• **EXCERPT TO READ**:
------------------------------------------------

1.For those that have never heard of you before, can you tell us a little bit about the band?
GG: Well, in my opinion we're a good mix of neat guys and enjoy playing music and boozing together! We're close friends and share quite a similar view of metal styles we want to present in our music.Myself and Kife have been playing in a punk band around 2004 or so and after that band broke up, we wanted to create something cool as our playing ability developed during the years. So, as self-taught musicians our style developed hand in hand with our own abilities.
J.I: Grave Violator is for me something that keeps me sane by providing me the space to tell stories with my friends. We all like similar music, and we also all have different tastes so it creates a good dynamic. I do not think we fit into any one corner of heavy metal, and mostly what we do is write fast evil songs for Orvator Gali.
2.You have your first full length coming out towards the end of March, musically how does it differ from your previous ep and demo's?

------------------------------------------------

• **RECORDS SHOWN**:
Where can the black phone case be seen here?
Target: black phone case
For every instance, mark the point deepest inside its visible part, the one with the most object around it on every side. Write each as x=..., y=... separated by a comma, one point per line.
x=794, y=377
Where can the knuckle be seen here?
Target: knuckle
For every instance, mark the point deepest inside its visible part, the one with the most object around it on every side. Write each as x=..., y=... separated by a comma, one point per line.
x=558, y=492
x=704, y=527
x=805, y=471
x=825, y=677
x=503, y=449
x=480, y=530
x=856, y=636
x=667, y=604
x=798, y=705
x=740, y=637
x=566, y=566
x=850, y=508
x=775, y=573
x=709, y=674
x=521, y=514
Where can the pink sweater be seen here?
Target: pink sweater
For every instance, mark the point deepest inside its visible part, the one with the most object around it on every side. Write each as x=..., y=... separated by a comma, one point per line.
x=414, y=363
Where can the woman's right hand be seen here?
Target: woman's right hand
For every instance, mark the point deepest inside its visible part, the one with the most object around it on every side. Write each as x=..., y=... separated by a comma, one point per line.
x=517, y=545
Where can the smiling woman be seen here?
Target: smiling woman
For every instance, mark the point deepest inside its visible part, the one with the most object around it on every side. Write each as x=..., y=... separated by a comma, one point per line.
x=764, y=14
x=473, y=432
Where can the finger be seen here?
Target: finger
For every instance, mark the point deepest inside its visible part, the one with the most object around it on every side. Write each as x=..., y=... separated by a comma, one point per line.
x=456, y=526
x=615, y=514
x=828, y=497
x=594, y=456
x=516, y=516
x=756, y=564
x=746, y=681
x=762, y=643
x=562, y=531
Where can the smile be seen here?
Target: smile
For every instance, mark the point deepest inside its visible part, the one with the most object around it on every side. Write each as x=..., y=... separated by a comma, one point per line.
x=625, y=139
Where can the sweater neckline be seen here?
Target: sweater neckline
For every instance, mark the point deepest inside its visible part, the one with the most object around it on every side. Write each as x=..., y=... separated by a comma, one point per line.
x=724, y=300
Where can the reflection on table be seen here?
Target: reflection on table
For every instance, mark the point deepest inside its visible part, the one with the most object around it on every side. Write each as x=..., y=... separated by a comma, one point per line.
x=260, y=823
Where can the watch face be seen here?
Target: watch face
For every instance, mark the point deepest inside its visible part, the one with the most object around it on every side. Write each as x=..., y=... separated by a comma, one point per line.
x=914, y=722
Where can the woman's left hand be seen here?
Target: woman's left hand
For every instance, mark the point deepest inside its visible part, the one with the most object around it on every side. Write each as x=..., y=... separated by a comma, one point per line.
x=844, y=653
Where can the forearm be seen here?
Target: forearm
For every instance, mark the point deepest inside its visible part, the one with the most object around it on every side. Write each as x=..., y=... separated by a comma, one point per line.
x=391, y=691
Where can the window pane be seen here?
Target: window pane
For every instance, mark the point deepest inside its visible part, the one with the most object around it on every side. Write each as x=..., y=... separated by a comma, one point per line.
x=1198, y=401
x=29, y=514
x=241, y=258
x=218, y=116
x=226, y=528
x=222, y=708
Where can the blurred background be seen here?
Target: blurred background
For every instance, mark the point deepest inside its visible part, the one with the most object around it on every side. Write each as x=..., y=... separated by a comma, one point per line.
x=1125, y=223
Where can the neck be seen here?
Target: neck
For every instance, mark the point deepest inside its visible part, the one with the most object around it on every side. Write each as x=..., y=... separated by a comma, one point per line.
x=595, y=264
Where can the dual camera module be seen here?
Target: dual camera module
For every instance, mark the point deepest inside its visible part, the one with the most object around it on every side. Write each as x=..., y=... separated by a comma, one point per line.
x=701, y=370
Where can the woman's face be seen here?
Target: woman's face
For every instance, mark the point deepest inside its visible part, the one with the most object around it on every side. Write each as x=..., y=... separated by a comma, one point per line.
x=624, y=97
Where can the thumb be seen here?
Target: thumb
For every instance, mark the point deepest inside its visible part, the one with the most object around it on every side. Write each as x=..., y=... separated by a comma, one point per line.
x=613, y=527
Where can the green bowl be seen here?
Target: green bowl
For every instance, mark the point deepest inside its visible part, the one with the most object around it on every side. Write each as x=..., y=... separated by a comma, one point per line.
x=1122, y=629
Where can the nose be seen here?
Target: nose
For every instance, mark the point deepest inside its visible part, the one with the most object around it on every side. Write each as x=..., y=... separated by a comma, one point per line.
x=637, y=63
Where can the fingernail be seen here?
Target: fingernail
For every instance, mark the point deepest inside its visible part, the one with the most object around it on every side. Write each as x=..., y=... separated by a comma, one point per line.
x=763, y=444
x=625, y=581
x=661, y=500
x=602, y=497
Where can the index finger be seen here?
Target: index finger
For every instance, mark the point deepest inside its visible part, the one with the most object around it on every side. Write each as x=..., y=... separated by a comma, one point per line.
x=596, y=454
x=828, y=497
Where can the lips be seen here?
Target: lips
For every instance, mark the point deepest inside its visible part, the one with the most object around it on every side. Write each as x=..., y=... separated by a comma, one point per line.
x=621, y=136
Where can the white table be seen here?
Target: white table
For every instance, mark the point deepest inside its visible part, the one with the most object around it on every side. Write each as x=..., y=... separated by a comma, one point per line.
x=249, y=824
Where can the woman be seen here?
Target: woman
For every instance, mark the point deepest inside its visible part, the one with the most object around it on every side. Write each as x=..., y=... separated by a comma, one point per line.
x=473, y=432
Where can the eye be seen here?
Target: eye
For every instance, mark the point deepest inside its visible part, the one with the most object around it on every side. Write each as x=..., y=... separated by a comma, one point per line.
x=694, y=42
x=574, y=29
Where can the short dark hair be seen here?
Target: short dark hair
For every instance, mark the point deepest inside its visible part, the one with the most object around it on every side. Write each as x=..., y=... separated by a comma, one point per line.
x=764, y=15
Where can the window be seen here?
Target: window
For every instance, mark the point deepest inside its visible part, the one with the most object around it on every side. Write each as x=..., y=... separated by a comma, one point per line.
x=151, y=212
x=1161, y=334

------------------------------------------------

• **WRITTEN TASKS**:
1. Name every music genre that the band interview mentions.
2. Please write the next part of the band interview, picking up after its last line.

• **RESPONSES IN ORDER**:
1. punk, metal, heavy metal

2.
GG: In our first full length album we are presenting many older songs that never got recorded or released. One might say it is a collection of good unreleased songs that fit together album wise. It also has 2 songs that are quite new. I don't want to say which one is old and which one is newer, so that people listening to our album would enjoy it as an actual album. We wanted to do an actual album instead of releasing another demo or an EP.
J.I.: In my point of view, with this album we recorded the last or best of the unrecorded old era Grave Violator stuff, and hinted at the next step with some newer songs that sort of introduce a larger story. To be fair, this is the first release with all four of us in our rightful places and so of course it is perhaps the most wholistic so far. Not better or worse than the previous stuff just different.
3.The band has been around since 2007 and while there has been ep and demo releases you waited until 2019 to release the first full length, can you tell us a little bit more about it?
GG: I think this is because only a bit over 2 years ago our band has existed with these current members. We have finally found our best line-up so far and I don't think it can even get better. Our 2 first demos and the Ghoul Call EP featured only myself, Kife and Slade and therefore we were stuck what comes to developing as a band. And only since from the end of 2016 I feel we have an actual line-up. Not to take anything away from our previous members.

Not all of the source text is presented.